**WORK INSTRUCTION**
Would you print out every entry exactly as given?

___ DATA ___

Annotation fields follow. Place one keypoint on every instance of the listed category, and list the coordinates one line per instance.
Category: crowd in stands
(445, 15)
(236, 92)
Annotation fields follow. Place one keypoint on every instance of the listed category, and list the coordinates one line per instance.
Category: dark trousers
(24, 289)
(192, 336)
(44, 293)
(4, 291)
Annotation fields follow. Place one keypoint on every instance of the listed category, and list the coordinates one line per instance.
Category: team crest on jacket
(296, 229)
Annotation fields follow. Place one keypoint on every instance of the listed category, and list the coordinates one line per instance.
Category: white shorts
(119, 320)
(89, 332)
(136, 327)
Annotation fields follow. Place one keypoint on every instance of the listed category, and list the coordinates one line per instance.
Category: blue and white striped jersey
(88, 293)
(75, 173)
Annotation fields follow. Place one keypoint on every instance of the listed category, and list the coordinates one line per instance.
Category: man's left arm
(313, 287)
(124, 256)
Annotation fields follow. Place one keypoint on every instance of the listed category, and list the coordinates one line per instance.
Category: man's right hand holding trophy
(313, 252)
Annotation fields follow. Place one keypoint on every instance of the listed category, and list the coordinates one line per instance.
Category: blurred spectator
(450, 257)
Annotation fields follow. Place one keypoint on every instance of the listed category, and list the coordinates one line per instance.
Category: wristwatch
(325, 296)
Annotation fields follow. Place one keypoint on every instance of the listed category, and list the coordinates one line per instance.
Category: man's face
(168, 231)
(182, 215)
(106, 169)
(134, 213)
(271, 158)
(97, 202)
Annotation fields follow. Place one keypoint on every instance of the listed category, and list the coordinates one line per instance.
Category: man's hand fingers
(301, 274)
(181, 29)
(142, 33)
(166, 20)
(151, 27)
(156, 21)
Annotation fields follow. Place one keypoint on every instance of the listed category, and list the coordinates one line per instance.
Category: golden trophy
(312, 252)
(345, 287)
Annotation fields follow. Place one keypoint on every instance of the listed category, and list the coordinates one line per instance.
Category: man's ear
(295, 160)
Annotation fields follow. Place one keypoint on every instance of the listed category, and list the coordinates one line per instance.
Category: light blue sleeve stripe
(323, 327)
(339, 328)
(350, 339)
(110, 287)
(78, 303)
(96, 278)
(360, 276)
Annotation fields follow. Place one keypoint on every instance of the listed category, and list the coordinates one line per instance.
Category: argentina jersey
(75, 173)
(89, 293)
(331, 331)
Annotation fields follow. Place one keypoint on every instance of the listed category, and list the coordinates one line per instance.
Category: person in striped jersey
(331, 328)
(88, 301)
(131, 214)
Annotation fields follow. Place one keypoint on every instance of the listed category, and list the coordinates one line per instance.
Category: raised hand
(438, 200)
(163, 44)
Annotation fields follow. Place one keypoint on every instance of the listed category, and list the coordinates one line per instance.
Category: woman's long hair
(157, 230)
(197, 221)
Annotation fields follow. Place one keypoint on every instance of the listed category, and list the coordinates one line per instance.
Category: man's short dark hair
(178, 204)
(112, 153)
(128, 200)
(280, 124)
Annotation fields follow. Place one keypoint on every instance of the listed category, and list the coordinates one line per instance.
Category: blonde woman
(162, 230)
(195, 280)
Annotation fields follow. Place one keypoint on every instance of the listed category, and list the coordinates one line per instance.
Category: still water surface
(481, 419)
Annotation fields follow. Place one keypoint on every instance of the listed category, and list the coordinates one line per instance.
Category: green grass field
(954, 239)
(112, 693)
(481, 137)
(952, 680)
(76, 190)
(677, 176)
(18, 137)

___

**OUTPUT OF THE EXERCISE**
Annotation fields follow. Place one keypoint on every instance of the listed category, and list the coordinates one line per instance.
Category: crowd in stands
(445, 15)
(236, 92)
Annotation fields follow. Place one keypoint on every instance of the listed category, and list the coordinates one line per instance.
Category: dark trousers
(24, 289)
(192, 336)
(44, 293)
(4, 291)
Annotation fields follow. Place one keypoint on every instance of the listed category, and list the coordinates one line per instance.
Category: team crest on jacket
(296, 229)
Annotation fields follow. Place one keypoint on every instance of the listed category, and list the coordinates one line per instance.
Category: white shorts
(119, 320)
(89, 332)
(136, 327)
Annotation fields follow. Place one keypoint on every instance of the listed category, and list the coordinates one line per instance.
Category: blue and white striped jersey
(88, 293)
(75, 173)
Annotation fields follow. Place one keypoint on every instance of the listed category, and list the coordinates one line per instance.
Category: man's left arm
(313, 287)
(124, 256)
Annotation fields follow. Place one keypoint on every instance of the listed category, and list the coordinates one line per instance.
Category: man's right hand holding trophy
(313, 252)
Annotation fields follow. Place one keypoint on every instance of the listed category, and list the coordinates one line per instance.
Category: blurred spectator
(450, 257)
Annotation fields follow. Place one keypoint on every instance of the listed category, and list the coordinates one line per instance.
Category: wristwatch
(325, 296)
Annotation fields follow. Place one keypoint on every instance of the listed category, and list the coordinates one line per instance.
Category: man's face
(168, 231)
(182, 215)
(106, 169)
(134, 213)
(271, 158)
(97, 202)
Annotation fields follow. Place one keypoint on every instance of the listed category, and list the coordinates one line per instance.
Category: man's hand fingers
(301, 274)
(181, 29)
(142, 33)
(166, 20)
(151, 27)
(156, 21)
Annotation fields follow. Place one keypoint on every instance of the listed category, and list the coordinates one line per instance.
Category: golden trophy
(312, 252)
(345, 287)
Annotation fields follow. Place one keypoint on every instance of the listed category, and list the coordinates one line per instance.
Category: man's ear
(295, 160)
Annotation fields follow. Place one keypoint on every instance of the listed category, and list the coordinates one line per instance.
Category: light blue sleeve stripe
(323, 327)
(339, 328)
(350, 339)
(110, 287)
(78, 303)
(96, 278)
(360, 276)
Annotation fields follow. Place one keypoint on every instance of the listed category, and list the coordinates one line per instance.
Category: argentina jersey
(75, 173)
(89, 293)
(331, 331)
Annotation fields follow. Place one keypoint on every instance of the listed category, and list the coordinates one line per instance.
Category: person in striped jersey
(331, 328)
(88, 301)
(131, 214)
Annotation fields follow. Place one keypoint on every instance of the listed category, and list the coordinates one line per instance.
Category: raised hand
(438, 200)
(163, 44)
Annotation fields follow. Place one keypoint on every instance of the listed category, and list the coordinates one line per instance.
Category: woman's long hair
(157, 230)
(197, 221)
Annotation fields follow. Place one keypoint on every instance of the listed category, and list the coordinates one line per instance.
Category: man's short dark hair
(178, 204)
(112, 153)
(128, 200)
(280, 124)
Annotation fields follow. Place one keypoint on every instance of the listed category, and list the coordinates one line per instance.
Category: blonde woman
(162, 230)
(195, 280)
Annotation fields follow. Place one keypoint on every instance of the listed category, and list the coordinates one line per instance.
Category: still water surface
(481, 419)
Annotation fields follow. Place one keypoint on every instance of the listed category, and list the coordinates one line per instance.
Category: green grass field
(954, 239)
(112, 693)
(481, 137)
(952, 680)
(76, 190)
(677, 176)
(18, 137)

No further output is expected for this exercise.